**TO BE DONE:**
Recast the lines from the one with "Where can you spot the black t-shirt" to the one with "column 631, row 850" as a JSON list of strings, one string per line, leaving out blank lines.

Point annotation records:
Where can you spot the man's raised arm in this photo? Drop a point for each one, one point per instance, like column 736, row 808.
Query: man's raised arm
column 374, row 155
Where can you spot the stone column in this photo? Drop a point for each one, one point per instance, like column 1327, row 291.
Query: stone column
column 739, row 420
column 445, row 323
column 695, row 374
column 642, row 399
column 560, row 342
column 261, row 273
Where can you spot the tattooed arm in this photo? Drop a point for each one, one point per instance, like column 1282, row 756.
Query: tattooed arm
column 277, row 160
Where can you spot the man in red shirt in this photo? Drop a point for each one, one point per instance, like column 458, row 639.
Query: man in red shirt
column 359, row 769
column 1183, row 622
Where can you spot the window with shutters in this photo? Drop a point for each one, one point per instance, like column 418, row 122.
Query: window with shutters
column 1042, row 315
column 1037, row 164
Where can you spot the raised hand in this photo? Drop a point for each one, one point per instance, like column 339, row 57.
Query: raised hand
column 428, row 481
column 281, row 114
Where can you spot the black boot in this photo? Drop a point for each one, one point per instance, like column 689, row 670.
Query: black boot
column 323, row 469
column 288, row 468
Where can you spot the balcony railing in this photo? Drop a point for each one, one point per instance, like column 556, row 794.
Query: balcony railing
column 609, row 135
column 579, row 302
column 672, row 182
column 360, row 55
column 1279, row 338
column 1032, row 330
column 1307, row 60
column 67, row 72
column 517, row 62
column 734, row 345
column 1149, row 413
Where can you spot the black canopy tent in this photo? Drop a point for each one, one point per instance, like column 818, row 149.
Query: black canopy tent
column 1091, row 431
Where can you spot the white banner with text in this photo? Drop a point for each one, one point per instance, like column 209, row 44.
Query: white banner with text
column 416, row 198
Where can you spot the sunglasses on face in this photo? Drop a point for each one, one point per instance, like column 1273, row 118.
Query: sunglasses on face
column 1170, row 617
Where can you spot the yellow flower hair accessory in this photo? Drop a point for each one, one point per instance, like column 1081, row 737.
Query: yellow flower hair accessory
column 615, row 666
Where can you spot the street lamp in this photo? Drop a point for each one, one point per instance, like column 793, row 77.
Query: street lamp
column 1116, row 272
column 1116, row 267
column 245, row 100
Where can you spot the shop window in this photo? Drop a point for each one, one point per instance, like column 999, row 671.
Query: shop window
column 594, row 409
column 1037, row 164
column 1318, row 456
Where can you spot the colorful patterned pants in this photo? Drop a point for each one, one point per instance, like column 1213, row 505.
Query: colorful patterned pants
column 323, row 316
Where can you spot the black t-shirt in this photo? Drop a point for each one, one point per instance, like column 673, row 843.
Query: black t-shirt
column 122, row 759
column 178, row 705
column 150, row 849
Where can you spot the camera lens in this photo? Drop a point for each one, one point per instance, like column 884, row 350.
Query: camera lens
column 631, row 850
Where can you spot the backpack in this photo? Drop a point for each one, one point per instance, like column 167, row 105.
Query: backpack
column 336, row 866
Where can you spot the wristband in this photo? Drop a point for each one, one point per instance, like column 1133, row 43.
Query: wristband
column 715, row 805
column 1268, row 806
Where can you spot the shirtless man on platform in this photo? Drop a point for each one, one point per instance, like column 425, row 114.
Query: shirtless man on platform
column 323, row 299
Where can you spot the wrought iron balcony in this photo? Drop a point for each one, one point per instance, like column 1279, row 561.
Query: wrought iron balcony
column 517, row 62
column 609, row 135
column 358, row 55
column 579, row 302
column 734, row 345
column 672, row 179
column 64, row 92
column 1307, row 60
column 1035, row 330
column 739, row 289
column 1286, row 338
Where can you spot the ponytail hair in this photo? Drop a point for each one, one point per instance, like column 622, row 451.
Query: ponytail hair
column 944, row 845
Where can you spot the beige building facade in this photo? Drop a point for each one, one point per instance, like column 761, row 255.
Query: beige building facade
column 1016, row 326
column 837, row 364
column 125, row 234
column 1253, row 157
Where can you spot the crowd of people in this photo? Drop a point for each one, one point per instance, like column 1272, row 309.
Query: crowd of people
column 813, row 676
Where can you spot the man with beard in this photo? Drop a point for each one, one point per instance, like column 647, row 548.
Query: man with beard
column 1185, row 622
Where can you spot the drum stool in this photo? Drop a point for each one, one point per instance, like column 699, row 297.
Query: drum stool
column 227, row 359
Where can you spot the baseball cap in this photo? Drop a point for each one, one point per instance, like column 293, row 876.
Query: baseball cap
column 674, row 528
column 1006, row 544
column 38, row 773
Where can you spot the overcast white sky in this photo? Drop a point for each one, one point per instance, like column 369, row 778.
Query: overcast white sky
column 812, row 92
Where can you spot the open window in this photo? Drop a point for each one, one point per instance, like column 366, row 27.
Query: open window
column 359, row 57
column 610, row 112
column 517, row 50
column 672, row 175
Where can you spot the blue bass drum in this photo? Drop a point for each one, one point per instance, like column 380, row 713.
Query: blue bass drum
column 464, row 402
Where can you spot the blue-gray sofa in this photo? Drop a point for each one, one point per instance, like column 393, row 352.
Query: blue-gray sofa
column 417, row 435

**SOLUTION:**
[
  "Where can you spot the black t-shirt in this photo? Drop a point for each one, one point per instance, like column 673, row 843.",
  "Query: black t-shirt",
  "column 122, row 759",
  "column 178, row 705",
  "column 150, row 849",
  "Where can you spot the camera lens in this photo? Drop a point for each one, one point per instance, like column 884, row 350.",
  "Query: camera lens",
  "column 631, row 850"
]